*QUOTED PASSAGE*:
· · · ·

Chart Post No. 3 (n’est-ce pas?): Fourteen-Year Strong HU Adminstratives (And One Ex-Admin) and the Total Cost of Their Employment to the University

 

HU Administrators Pay Salary Total Cost of Employment Swygert Minor Leftwich Hampshire-Cowan

Derrick Moore (Haynes)

Minding the Pay Gaps/’Students Firsts’, Right?” a.k.a. My Last Screed in The Hilltop

Thanks to the Board of Trustees’ Executive Compensation Committee members, bonuses doled out to administrators last school year caused a bit of stir on campus. However, more can – and will – be said about the yawning pay gap between administrators and faculty members outside of the hospital/medical departments.

A September report by the Faculty Senate’s salary task force found that the the average increase in salary pay trails behind other local universities, including Gallaudet and Trinity universities.

From 1999 to 2009, salaries for professors (tenured, associate, assistant) and instructors at other Washington higher learning institutes have nearly all increased by 30-plus percent. That’s more than double the pay increase that Howard faculty saw.

The average pay increase among Howard professors and instructors was barely out of the teens, ranging at 2 percent for instructors and 17 percent for both tenured and associate professors. (All salary numbers came from a survey by the American Association of University Professors, AAUP, and The Chronicle of Higher Education.)

A survey of IRS 990 forms from the same period (1999-2009) reveals the base salary/compensation for four administrators in office (and still in office except for one) fared much better:

  • Artis Hampshire-Cowan (Senior Vice President and Secretary ) – 40% pay increase

  • Norma Leftwich, JD (General Counselor) – 29% pay increase

  • Hassan Minor, Ph.D (Senior Vice President Strategic Planning, Operations & External Affairs) – 36% pay increase

  • H. P. Swygert, H. Ph.D (President emeritus and law professor) – 48% pay increase

For a fair comparison with the AAUP/Chronicle survey of faculty, other payments and bonuses that contribute to administrators’ total cost to the university were excluded. In the graph that accompanies this piece, all of the aforesaid are included and over a longer time period as well – from 1998 to 2011 school years.

When looking at the AAUP/Chronicle survey over the last two years, a clear gender pay gap is evident. Administrators seemed to have paid attention to this gap and nearly halved the pay gap by academic titles in the latest survey. At the instructor level, female instructors now make more than their male counterparts – $1,200 more, to be precise.

The greatest pay gap in the 2011 school year was between tenured male and female professors. That still remains the case. Last year, tenured female professors made $22,500 less than their tenured male professors, according to survey results.

In 2011-12 survey, results show that tenured female professors now make $11,800 less than male professors – a nearly 91 percent leveling out of the pay gap. If the university can make such progress in this area, then leveling the pay gap between administrators and faculty is not such a impossible task.

· · · ·

*WORK TASK*: Continue the piece on the pay gap between Howard administrators and faculty, starting right after its final sentence.

*EXERCISE DATA*:

· · · ·

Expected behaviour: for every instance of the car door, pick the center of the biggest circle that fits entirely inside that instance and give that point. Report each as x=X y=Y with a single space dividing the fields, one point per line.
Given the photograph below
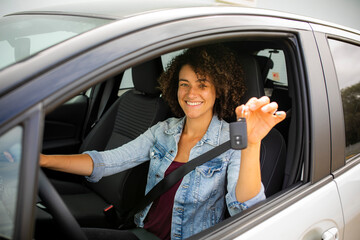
x=340 y=51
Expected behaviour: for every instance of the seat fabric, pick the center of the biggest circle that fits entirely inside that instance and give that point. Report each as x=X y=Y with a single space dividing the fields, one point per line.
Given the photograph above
x=130 y=115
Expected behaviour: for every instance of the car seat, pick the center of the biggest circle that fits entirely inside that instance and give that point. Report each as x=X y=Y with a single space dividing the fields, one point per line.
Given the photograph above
x=130 y=115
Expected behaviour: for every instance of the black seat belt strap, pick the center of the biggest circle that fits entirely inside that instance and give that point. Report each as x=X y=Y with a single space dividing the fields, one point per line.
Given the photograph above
x=166 y=183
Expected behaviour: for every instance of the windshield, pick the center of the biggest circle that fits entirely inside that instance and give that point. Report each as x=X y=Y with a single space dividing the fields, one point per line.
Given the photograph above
x=22 y=36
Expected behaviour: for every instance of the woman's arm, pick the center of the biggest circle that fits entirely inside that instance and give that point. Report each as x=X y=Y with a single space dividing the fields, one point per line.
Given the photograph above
x=261 y=116
x=80 y=164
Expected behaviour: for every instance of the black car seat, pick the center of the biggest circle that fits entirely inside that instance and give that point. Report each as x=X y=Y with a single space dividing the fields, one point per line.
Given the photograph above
x=132 y=114
x=273 y=147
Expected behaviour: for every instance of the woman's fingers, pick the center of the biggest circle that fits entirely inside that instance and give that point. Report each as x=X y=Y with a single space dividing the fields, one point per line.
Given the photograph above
x=255 y=103
x=264 y=105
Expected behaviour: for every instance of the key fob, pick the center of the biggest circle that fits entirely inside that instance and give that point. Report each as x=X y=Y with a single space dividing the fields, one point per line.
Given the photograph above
x=238 y=134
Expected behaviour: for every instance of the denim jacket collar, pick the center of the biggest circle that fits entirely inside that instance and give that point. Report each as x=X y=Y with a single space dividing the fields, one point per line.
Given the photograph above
x=212 y=135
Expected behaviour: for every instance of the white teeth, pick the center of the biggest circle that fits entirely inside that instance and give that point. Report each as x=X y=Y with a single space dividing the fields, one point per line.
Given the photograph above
x=193 y=103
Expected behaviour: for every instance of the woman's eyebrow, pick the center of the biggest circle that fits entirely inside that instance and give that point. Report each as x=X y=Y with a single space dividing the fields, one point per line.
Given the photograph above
x=183 y=80
x=202 y=80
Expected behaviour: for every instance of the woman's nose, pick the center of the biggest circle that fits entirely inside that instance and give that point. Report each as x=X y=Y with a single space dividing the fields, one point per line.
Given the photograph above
x=192 y=92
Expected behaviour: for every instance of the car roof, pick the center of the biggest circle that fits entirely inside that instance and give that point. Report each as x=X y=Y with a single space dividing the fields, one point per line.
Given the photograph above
x=118 y=9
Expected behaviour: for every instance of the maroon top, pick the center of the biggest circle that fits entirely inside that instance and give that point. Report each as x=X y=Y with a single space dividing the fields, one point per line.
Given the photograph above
x=158 y=220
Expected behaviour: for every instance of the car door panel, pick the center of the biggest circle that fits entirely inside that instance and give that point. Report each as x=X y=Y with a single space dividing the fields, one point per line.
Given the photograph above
x=348 y=184
x=308 y=218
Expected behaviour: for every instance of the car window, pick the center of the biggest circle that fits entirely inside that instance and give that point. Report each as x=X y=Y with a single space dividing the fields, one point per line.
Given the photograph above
x=127 y=83
x=346 y=58
x=10 y=156
x=23 y=36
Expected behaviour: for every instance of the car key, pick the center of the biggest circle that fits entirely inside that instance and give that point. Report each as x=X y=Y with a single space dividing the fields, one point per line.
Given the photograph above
x=238 y=134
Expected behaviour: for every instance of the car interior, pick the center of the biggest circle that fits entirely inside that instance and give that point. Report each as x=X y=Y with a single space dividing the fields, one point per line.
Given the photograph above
x=109 y=115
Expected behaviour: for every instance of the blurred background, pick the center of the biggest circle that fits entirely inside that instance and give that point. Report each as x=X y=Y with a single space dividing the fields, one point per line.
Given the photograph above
x=343 y=12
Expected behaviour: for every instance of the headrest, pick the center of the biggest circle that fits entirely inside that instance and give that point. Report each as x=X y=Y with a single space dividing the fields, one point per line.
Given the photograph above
x=252 y=77
x=265 y=64
x=145 y=76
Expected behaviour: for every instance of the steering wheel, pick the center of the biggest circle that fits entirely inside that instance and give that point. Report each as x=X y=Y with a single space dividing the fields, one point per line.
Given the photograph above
x=59 y=211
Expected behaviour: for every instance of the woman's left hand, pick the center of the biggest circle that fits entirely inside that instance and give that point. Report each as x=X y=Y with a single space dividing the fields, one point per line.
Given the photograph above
x=261 y=116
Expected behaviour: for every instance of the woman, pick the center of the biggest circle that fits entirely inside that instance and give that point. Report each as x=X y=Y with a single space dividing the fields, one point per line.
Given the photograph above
x=203 y=86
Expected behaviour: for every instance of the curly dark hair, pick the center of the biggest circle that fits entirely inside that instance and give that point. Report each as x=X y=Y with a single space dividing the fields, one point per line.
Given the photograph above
x=216 y=61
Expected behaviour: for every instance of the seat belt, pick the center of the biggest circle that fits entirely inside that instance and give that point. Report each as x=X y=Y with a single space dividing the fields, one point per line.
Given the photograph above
x=166 y=183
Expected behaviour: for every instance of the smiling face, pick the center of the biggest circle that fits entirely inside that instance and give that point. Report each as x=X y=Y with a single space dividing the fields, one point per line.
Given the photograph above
x=196 y=94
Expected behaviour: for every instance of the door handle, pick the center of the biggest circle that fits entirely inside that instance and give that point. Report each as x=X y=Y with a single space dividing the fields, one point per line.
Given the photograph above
x=331 y=234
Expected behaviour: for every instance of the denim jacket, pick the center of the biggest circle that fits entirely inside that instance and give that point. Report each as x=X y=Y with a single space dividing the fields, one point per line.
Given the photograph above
x=201 y=197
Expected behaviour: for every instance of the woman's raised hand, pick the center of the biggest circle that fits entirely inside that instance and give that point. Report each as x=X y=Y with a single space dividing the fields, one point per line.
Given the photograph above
x=261 y=116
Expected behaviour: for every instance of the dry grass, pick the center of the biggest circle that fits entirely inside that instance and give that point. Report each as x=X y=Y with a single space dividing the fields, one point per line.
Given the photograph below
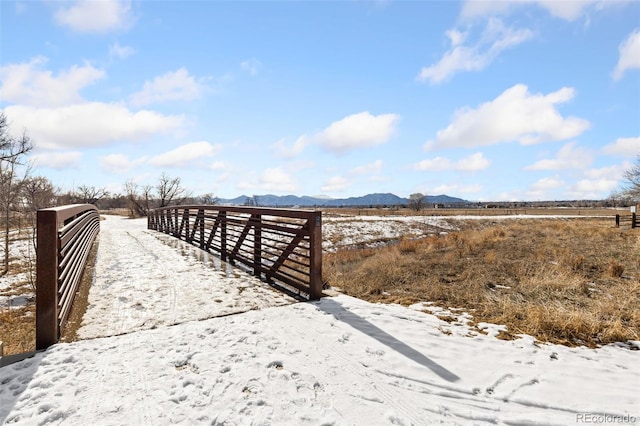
x=563 y=281
x=18 y=329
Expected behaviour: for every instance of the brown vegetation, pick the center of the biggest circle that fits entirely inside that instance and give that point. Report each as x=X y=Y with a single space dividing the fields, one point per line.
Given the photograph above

· · · ·

*EXERCISE RESPONSE*:
And while President Sidney Ribeau has not been at Howard for a decade-plus, looking back at his salary at Bowling Green State University shows that Howard has been more generous. In fact, it follows the general trend of private universities using their promises of higher salaries to lure away employees from public universities.

In the 2007 school year at Bowling Green, Ribeau’s base salary was $305,252. The following year, his final year at Bowling Green, his parting gift was a 2 percent pay increase to $312,125.

Skipping past Ribeau’s six-month pay in 2009 to get to 2010, we have him receiving his first full-year salary from Howard: $608,049 – a nearly 50 percent salary increase from his old salary at Bowling Green.

After the board of trustees voted on PCAR last year, President Ribeau received a 5 percent pay cut, bringing his base salary down to $579,515. But base salary alone underestimates Ribeau’s total cost to the university, which includes a deferred compensation plan: $710,115.

Ribeau’s total cost of employment also includes the “nontaxable benefit” of the university paying $95,000 to rent a house located in the Kent neighborhood of Ward 3.

For a house that’s being paid for the “convenience of the university”, how convenient is it for our president to be closer to American University than to Howard?

To me, that’s $95,000 that could be re-invested into housing for students. Isn’t ‘Students First’ is our university policy? The cost of that rent payment could cover one-year of free on-campus housing for students unable to afford off-campus pads, especially for freshmen and sophomores.

At the same price as president’s rent payment, 31 students could have stayed in Cook Hall doubles with a full bath ($2,995 per student) for free at current room rates. Or instead, twenty-seven freshman boys could have moved into singles in Drew Hall. Or 23 co-eds could have stayed in Meridian singles with a connecting lavatory.

If the university is going to subsidize housing, why not subsidize the housing of students? After all, full-time students cannot work full-time jobs that pay six-figure salaries like our university president and administrators.

WEB DOCUMENT DUMP:

Bowling Green State University IRS 990 Forms (FY 2007 to 2008)

FY 2006-2007 (pg. 34)

FY 2007-2008 (pg. 34)

Foundation Center/HU (2002-2010)      ***’98-2001 debating whether I should post on Scribd or not. I was thinking something a little more private.

FY 2001-2002 (pg. 50)

FY 2002-2003 (pg. 25)

FY 2003-2004 (pg. 26)

FY 2004-2005 (pg. 26)

FY 2005-2006 (pg. 5)

FY 2006-2007 (pg. 5)

FY 2007-2008 (pg. 5)

FY 2008-2009 (p. 52)

FY 2009-2010 (pg. 57)

HU – FY 2010-2011 (pg. 65)

HU Faculty Senate:

Task Force Report – Sept. 2011 (pg. 20)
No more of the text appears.